# Mr. Inquisitive would like to know . . . How to sharpen HS and carbide scraper blades



## Mr. Inquisitive (Aug 11, 2012)

I picked up a couple of Anderson solid shank scrapers (non-round-type) at a local flea market. One appears to have a HSS insert and the other is carbide. I also have a full complement of bench grinder, oil stones, and DMT plates for sharpening purposes, but what is the recommended procedure for sharpening these tools? I've heard that the green grinder stones tend to chip carbide. How much camber, or curve, do you give the edge, what angle should the edge come to, and what grit do you finish with? Thanks in advance,
Mr. Inquisitive


----------



## DMS (Aug 11, 2012)

I can only speak to what I have done, and I'm not a professional..soo

I have an Anderson scraper (carbide) as well as a carbide scraper I made from HRS and a carbide blank. I roughed them out on a green SC wheel on the bench grinder. The arc you want depends on the purpose, for finer work, you want a smaller radious, for larger work, and roughing, you want a larger radius. Start with a 3-4 inch radius (I have heard people suggest using the lid of a coffee can as a template) for general work, and maybe something around 2" for finer stuff.

I finished my edges with a diamond hand lap (2000 grit IIRC). I ground my angles at 90 degrees, mostly because that was the only way I could get good flats. I have had people insist that the angle must be 93 degrees, but I have not tried it. 90 seems to work just fine. 

Nick Mueller has a good video on how he sharpens, check it out (and his other scraping vids, they are very well done.

[video=youtube_share;uIvxXMDeCIc]http://youtu.be/uIvxXMDeCIc[/video]


----------



## Metalmann (Aug 11, 2012)

Mr. Inquisitive said:


> I picked up a couple of Anderson solid shank scrapers (non-round-type) at a local flea market. One appears to have a HSS insert and the other is carbide. I also have a full complement of bench grinder, oil stones, and DMT plates for sharpening purposes, but what is the recommended procedure for sharpening these tools? I've heard that the green grinder stones tend to chip carbide. How much camber, or curve, do you give the edge, what angle should the edge come to, and what grit do you finish with? Thanks in advance,
> Mr. Inquisitive




This guy demonstrates the method of scraping in a cheap Chinese lathe. As long as the green wheels are balanced and true, there's no reason not to use them. Some shops used only green wheels for carbide. :


http://www.youtube.com/watch?v=D1eOQa1gYiU&feature=player_embedded


----------



## Mr. Inquisitive (Aug 11, 2012)

□ □ □

» **Task list**
[1] For each statement, say yes or no according to the scraper-sharpening thread, and quote the words that decide it.
(a) DMS finished the edges with a diamond hand lap.
(b) DMS ground the angles at 93 degrees.
(c) Metalmann says green wheels should not be used on carbide.
[2] Reproduce the scraper-sharpening thread from "I have an Anderson" up to and including "very well done.".
[3] Using the scraper-sharpening thread, answer each question.
(a) Where did Mr. Inquisitive pick up the scrapers?
(b) What radius does DMS suggest for finer stuff?
(c) What did some shops use only for carbide, according to Metalmann?
The listing that follows comes from a separate source.

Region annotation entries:
□ □ □

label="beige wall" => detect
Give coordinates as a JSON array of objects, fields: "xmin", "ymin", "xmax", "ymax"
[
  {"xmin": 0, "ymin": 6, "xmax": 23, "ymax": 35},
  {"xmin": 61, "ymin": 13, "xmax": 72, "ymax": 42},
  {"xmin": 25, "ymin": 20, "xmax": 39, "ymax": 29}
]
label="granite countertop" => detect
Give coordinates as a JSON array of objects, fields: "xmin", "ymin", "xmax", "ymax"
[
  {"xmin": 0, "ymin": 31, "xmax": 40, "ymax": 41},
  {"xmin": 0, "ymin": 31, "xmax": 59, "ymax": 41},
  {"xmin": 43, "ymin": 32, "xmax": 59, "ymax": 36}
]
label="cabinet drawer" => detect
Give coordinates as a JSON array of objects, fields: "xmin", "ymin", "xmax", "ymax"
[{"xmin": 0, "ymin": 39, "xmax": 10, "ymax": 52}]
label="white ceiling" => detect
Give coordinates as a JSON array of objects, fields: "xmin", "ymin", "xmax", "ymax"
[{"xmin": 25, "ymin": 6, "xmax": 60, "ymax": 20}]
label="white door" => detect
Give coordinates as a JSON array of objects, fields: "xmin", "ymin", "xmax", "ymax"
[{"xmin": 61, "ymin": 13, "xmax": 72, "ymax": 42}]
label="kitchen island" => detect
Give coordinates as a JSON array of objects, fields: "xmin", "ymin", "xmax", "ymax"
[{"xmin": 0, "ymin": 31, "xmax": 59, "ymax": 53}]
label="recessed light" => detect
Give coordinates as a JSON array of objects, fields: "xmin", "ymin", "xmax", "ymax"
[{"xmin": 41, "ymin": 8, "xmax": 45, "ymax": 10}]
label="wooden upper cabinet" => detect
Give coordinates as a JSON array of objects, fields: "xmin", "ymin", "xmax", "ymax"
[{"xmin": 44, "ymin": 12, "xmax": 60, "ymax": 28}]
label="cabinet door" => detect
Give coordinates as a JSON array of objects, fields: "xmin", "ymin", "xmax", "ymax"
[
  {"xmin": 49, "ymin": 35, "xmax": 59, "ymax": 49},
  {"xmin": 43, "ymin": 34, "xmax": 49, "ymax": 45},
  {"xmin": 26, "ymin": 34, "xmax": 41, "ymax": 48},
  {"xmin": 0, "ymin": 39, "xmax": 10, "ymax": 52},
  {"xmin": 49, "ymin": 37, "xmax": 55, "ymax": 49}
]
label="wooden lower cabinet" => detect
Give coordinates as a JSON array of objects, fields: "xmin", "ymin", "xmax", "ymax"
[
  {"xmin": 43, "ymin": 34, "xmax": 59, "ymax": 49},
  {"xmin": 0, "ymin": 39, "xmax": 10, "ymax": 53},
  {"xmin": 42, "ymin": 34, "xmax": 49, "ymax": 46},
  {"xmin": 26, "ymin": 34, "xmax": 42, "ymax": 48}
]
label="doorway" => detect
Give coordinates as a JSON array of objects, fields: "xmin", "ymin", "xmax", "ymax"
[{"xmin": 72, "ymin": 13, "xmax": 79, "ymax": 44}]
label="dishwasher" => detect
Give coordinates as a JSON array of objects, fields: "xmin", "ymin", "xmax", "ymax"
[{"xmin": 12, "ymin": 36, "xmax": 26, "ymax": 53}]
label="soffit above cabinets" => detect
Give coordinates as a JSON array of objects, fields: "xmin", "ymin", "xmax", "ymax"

□ □ □

» **Answers for the tasks**
[1]
(a) Yes: "I finished my edges with a diamond hand lap (2000 grit IIRC)."
(b) No: "I ground my angles at 90 degrees"
(c) No: "As long as the green wheels are balanced and true, there's no reason not to use them."

[2]
I have an Anderson scraper (carbide) as well as a carbide scraper I made from HRS and a carbide blank. I roughed them out on a green SC wheel on the bench grinder. The arc you want depends on the purpose, for finer work, you want a smaller radious, for larger work, and roughing, you want a larger radius. Start with a 3-4 inch radius (I have heard people suggest using the lid of a coffee can as a template) for general work, and maybe something around 2" for finer stuff.

I finished my edges with a diamond hand lap (2000 grit IIRC). I ground my angles at 90 degrees, mostly because that was the only way I could get good flats. I have had people insist that the angle must be 93 degrees, but I have not tried it. 90 seems to work just fine. 

Nick Mueller has a good video on how he sharpens, check it out (and his other scraping vids, they are very well done.

[3]
(a) At a local flea market.
(b) Around 2".
(c) Green wheels.